Data:

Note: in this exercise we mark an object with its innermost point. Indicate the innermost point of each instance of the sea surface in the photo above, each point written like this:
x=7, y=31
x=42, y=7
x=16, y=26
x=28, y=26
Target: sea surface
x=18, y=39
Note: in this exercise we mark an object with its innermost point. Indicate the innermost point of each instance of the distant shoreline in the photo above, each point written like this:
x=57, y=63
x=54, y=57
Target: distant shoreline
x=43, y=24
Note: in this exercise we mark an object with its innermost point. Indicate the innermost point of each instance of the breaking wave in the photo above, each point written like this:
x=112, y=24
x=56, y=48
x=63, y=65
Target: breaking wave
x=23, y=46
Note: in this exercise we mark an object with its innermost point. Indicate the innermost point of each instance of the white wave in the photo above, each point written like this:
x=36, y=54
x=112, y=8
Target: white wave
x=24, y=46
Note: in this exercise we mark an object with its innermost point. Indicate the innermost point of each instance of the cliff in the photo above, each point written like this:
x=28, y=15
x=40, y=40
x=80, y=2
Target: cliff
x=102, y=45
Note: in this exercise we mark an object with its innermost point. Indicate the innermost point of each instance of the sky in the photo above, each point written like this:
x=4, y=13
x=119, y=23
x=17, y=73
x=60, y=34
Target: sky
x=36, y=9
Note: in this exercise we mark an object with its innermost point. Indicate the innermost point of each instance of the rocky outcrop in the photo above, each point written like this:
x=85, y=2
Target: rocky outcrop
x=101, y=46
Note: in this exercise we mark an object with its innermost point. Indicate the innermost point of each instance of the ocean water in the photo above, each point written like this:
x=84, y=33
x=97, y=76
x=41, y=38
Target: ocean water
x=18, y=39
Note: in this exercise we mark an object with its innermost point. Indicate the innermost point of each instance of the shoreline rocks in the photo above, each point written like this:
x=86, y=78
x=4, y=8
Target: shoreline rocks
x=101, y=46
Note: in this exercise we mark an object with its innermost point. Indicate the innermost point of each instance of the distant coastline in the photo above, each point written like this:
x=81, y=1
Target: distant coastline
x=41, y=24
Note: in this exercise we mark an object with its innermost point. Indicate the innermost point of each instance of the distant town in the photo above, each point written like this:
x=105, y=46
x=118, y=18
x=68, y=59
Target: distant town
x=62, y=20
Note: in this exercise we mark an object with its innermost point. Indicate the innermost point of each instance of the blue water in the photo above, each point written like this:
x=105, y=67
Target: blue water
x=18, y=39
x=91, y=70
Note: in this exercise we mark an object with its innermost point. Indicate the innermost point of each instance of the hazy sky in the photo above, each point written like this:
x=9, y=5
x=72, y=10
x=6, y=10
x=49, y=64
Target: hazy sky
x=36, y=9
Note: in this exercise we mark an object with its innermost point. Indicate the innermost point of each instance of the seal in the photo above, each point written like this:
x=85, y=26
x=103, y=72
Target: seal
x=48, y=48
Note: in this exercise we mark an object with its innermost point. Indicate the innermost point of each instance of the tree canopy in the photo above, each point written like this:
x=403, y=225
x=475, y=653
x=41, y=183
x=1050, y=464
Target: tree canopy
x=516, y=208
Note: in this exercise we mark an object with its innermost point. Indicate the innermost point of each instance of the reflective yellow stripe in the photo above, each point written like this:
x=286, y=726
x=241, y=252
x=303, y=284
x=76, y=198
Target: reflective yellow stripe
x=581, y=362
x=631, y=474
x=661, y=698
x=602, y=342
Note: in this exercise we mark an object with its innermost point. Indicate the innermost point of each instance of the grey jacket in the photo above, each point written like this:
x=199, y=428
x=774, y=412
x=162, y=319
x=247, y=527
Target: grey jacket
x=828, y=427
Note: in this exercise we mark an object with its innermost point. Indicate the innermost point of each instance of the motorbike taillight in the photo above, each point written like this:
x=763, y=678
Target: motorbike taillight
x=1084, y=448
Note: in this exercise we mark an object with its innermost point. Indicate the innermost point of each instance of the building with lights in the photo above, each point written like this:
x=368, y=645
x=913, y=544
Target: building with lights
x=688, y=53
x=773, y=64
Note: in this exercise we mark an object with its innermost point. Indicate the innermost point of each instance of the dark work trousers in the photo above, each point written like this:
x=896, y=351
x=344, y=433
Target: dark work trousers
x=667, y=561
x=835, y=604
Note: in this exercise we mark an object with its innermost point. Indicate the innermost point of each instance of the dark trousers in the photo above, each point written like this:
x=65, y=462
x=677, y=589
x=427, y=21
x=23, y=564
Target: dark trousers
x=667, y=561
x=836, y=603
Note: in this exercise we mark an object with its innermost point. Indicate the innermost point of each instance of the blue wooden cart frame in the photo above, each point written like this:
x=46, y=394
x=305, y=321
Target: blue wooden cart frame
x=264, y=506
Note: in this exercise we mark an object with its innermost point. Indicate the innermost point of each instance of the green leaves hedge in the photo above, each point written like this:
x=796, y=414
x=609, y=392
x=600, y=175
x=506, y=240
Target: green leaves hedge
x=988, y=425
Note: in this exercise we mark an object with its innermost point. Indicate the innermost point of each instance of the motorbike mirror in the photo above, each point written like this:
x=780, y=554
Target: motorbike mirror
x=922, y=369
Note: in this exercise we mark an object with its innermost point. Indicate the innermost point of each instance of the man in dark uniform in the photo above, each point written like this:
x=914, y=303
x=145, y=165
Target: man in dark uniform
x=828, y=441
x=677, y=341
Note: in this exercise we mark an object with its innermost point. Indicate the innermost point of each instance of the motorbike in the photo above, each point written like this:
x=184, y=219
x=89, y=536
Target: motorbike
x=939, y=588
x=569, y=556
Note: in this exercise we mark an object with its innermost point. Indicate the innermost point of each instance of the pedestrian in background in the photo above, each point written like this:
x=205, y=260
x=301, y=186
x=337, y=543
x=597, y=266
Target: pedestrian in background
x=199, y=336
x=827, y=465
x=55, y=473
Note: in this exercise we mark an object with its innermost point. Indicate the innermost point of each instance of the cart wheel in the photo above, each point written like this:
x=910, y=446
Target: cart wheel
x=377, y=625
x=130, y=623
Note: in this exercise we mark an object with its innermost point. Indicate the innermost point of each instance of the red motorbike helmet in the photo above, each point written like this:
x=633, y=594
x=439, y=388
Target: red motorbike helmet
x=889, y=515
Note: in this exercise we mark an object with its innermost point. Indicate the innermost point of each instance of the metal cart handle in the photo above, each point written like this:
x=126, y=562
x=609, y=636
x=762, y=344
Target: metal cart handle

The task:
Rewrite the stretch of the listing from the line containing "of the grey" through the line containing "x=922, y=369", replacing "motorbike" with "scooter" everywhere it occurs. Leave everything else in those lines unchanged.

Exercise answer:
Note: in this exercise we mark an object with its innermost point. Indicate the innermost point of each instance of the grey jacket in the photo above, each point written like this:
x=199, y=428
x=774, y=412
x=162, y=319
x=247, y=527
Target: grey jacket
x=828, y=427
Note: in this exercise we mark an object with its innermost point. Indicate the innermost point of each instance of the scooter taillight in the photo above, each point written like this:
x=763, y=678
Target: scooter taillight
x=1084, y=448
Note: in this exercise we mark an object with its innermost point. Indicate the innermost point of each instance of the building with lights in the photo above, each point written like this:
x=368, y=645
x=913, y=544
Target: building with lights
x=688, y=53
x=773, y=64
Note: in this exercise we mark an object with its innermost point. Indicate the innermost point of each instance of the dark work trousers in the photo above, each point written like this:
x=896, y=351
x=344, y=433
Target: dark work trousers
x=667, y=561
x=835, y=604
Note: in this exercise we mark an object with its innermost point. Indicate the innermost point of each instance of the dark trousers in the photo above, each point written like this:
x=65, y=462
x=677, y=589
x=427, y=21
x=23, y=564
Target: dark trousers
x=667, y=561
x=836, y=603
Note: in this exercise we mark an object with its innermost point. Indicate the innermost point of each instance of the blue wooden cart frame in the photo above, each point written like this:
x=46, y=394
x=305, y=321
Target: blue wooden cart frame
x=264, y=506
Note: in this exercise we mark an object with its innermost point. Indicate the innermost point of each instance of the green leaves hedge in the photo above, each point written like this:
x=796, y=414
x=609, y=392
x=600, y=175
x=506, y=240
Target: green leaves hedge
x=988, y=425
Note: in this exercise we mark an object with its innermost point. Indicate the innermost point of each instance of the scooter mirror in the photo above, each point written like this:
x=780, y=554
Target: scooter mirror
x=922, y=369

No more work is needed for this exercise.